**Aim**
How many lines in the entries below contain the word "post"? Reply with the count alone.

(Extracts from a box-labeled dataset)
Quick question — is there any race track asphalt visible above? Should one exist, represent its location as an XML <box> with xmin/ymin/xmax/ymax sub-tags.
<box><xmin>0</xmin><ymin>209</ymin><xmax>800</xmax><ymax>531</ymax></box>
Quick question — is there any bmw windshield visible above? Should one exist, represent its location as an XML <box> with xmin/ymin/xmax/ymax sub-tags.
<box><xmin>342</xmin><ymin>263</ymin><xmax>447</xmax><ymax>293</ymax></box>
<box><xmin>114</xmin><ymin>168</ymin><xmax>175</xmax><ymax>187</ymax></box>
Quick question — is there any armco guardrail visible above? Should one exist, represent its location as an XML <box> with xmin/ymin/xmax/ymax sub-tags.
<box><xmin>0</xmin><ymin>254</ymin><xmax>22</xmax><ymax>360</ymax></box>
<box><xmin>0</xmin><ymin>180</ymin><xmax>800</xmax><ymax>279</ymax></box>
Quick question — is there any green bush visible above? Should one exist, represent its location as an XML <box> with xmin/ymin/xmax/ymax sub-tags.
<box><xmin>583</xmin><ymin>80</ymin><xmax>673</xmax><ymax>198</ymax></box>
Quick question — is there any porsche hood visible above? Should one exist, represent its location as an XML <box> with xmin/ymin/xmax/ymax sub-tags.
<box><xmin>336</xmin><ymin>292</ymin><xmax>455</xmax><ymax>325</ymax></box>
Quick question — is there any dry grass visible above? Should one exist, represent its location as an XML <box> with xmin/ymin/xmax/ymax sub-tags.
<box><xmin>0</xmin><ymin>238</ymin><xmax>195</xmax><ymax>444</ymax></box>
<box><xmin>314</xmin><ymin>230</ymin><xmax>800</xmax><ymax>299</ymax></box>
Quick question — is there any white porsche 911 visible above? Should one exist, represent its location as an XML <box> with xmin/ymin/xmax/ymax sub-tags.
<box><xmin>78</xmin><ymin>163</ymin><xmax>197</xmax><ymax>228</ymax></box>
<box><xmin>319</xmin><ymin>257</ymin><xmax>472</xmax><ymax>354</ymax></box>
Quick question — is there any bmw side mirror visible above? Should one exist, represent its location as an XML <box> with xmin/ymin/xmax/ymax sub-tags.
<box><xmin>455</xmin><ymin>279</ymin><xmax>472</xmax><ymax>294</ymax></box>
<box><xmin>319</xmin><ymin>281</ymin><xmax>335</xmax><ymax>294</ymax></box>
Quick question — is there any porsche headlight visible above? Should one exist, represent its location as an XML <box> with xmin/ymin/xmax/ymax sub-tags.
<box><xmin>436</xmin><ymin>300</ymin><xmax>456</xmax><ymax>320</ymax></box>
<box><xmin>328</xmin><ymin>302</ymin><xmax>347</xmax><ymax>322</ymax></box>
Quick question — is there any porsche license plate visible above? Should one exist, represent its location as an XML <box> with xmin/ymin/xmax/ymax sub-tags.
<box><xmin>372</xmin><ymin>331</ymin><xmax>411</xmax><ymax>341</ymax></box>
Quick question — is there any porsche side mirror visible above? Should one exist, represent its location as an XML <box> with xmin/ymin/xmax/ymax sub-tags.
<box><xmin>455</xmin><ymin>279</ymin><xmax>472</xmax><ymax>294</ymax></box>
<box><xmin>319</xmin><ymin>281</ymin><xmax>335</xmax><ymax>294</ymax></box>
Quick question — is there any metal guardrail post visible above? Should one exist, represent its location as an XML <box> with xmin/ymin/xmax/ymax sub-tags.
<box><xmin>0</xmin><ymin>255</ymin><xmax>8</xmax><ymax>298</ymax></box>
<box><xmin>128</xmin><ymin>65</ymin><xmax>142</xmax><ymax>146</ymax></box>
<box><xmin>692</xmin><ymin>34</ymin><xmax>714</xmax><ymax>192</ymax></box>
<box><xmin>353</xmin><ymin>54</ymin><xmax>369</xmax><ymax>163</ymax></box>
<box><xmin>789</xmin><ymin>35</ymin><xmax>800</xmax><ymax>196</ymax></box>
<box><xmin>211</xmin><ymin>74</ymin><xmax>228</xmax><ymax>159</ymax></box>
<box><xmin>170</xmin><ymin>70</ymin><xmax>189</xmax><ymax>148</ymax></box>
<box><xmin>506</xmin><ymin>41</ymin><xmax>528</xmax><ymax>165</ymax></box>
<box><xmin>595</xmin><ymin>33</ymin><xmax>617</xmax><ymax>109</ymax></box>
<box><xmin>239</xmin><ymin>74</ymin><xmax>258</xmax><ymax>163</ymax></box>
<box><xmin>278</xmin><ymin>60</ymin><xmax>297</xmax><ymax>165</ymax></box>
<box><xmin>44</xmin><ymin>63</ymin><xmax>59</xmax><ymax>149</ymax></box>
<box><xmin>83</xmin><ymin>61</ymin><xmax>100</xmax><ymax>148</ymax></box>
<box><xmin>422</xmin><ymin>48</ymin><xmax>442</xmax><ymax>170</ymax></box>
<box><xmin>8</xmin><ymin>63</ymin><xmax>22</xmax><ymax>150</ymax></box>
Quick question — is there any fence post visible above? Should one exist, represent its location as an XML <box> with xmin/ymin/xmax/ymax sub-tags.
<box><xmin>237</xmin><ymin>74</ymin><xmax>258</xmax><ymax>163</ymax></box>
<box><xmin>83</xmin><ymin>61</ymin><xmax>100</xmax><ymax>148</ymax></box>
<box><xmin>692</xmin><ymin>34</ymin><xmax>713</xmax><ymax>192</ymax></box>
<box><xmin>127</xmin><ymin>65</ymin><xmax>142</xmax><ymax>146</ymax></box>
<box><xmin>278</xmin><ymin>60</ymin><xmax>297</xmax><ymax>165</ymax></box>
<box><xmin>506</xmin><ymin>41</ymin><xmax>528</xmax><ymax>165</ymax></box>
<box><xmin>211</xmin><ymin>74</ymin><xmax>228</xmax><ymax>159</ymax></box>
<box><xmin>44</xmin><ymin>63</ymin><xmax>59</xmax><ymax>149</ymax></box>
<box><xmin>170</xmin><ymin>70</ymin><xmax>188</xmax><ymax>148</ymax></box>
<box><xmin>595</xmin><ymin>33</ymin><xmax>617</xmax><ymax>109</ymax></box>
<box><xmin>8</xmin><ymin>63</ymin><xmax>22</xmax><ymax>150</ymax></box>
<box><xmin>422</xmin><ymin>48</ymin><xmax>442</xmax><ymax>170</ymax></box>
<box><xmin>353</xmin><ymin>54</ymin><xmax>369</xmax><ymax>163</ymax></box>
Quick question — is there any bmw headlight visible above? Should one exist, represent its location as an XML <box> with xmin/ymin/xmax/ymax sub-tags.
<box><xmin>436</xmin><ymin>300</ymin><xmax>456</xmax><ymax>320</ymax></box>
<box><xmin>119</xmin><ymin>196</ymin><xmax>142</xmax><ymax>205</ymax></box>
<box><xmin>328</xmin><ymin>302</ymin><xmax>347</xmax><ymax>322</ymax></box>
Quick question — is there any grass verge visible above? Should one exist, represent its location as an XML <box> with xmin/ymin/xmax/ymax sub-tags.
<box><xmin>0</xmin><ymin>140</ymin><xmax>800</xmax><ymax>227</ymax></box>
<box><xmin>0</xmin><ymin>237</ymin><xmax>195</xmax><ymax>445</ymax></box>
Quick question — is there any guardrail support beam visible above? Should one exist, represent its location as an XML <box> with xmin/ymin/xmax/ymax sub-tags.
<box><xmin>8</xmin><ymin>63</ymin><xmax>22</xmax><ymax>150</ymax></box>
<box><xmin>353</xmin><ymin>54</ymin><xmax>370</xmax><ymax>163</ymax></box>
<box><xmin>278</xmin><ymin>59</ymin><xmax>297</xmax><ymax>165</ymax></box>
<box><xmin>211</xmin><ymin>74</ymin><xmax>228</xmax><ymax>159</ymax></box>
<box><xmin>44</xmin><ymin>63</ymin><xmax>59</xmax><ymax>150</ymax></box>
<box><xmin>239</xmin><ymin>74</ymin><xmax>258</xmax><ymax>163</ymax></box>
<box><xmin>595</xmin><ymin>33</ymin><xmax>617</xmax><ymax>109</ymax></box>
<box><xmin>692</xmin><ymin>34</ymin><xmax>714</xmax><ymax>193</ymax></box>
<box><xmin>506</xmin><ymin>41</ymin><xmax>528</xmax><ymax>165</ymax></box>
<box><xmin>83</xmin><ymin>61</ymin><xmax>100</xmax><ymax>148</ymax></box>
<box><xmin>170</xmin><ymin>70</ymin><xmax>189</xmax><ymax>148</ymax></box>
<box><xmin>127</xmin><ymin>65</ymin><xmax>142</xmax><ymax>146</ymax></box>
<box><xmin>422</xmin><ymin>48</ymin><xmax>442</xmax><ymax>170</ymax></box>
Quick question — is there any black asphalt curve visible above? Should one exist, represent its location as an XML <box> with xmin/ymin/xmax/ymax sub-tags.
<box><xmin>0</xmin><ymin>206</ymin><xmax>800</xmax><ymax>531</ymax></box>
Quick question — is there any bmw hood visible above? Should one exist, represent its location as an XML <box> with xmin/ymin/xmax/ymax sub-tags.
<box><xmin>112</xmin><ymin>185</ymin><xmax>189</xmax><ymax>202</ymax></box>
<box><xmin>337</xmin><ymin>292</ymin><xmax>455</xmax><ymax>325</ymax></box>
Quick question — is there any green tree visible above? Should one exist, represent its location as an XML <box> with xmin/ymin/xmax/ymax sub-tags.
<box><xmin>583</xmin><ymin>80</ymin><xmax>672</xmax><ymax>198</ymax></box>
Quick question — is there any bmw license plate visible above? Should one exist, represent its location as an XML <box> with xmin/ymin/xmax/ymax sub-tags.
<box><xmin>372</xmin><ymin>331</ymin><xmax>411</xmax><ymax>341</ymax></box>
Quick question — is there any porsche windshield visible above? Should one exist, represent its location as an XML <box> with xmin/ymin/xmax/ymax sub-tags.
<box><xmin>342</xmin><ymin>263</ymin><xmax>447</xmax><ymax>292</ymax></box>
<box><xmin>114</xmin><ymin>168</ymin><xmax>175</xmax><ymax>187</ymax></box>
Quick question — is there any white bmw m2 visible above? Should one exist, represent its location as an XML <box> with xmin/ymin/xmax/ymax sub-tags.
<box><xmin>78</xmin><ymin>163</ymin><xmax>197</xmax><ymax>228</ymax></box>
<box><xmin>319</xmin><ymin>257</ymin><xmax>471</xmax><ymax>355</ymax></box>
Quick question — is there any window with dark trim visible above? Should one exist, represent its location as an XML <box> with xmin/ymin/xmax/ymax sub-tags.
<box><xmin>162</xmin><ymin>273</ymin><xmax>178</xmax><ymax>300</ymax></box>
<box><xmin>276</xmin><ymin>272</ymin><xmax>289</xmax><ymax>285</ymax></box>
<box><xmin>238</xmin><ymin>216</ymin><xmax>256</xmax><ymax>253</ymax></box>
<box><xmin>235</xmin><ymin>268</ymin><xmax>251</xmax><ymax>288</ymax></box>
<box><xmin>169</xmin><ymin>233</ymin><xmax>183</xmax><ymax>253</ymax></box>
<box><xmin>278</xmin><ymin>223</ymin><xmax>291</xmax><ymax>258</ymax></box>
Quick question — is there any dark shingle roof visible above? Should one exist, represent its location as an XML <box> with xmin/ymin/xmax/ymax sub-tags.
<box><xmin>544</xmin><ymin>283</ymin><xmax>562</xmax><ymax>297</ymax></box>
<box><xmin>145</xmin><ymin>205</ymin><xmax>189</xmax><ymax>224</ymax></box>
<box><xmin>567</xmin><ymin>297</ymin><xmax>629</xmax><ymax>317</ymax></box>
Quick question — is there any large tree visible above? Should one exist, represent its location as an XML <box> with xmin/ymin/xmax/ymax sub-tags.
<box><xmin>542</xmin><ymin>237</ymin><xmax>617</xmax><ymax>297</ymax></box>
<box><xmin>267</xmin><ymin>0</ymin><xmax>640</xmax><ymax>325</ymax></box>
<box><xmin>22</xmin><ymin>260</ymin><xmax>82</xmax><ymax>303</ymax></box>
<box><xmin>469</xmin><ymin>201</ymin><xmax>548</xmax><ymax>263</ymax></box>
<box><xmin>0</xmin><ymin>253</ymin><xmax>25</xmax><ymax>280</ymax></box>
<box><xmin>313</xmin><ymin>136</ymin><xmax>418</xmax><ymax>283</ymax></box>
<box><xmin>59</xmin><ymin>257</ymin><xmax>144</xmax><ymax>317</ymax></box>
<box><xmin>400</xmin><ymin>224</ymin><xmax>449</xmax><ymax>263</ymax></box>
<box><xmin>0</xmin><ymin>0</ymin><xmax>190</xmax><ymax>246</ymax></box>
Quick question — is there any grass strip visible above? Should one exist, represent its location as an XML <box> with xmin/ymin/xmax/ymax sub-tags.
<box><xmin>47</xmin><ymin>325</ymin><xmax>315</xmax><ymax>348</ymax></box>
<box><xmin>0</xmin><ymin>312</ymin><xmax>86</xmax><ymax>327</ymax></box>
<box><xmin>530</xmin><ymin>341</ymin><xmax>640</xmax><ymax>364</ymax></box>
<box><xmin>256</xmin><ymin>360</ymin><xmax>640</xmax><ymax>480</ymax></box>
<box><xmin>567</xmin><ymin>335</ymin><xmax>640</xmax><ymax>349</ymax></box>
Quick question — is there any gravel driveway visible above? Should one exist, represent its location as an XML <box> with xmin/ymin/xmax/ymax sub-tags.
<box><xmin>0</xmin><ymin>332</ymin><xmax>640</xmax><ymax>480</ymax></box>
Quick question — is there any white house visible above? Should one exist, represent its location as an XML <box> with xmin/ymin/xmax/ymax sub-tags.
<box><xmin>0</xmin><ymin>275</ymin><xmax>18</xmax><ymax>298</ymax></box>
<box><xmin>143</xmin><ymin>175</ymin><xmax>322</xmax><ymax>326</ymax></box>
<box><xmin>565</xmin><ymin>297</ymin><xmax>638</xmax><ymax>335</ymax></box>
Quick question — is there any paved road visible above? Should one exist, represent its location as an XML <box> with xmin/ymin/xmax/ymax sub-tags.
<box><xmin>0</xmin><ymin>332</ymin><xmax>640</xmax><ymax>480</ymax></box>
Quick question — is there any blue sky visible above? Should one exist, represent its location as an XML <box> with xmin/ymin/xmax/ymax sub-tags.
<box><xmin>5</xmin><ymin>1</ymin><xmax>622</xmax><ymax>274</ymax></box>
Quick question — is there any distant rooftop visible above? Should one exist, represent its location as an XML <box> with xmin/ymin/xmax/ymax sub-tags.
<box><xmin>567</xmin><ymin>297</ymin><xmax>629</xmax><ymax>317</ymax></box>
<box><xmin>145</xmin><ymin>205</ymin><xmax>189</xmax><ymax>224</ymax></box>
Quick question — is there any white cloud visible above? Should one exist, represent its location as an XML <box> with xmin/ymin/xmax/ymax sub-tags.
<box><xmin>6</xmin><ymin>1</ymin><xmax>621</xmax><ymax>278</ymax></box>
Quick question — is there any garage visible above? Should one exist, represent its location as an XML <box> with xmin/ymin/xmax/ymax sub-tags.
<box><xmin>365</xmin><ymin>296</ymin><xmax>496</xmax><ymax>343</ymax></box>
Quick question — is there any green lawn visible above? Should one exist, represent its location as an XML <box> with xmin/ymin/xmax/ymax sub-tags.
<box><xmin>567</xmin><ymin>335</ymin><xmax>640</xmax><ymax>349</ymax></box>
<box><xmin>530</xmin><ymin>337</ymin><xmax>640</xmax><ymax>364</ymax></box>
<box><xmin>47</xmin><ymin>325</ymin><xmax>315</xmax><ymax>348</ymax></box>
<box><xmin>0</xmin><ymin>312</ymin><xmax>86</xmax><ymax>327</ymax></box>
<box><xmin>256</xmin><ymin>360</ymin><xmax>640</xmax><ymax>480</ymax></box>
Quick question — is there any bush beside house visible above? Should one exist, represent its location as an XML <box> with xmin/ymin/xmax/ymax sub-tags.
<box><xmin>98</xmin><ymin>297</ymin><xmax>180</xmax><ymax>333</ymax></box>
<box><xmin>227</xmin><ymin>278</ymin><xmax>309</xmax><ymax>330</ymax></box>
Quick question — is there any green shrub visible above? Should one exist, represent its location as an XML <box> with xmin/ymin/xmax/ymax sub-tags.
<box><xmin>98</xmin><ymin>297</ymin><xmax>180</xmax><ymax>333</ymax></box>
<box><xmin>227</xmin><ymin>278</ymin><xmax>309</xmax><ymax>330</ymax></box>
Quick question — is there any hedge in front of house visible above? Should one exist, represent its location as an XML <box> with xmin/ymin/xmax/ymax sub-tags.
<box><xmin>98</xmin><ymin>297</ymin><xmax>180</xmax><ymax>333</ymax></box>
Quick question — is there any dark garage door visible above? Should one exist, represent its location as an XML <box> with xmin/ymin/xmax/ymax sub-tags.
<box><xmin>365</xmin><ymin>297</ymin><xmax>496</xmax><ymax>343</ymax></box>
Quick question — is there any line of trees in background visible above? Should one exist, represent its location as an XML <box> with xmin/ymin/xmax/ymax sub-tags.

**Problem solution**
2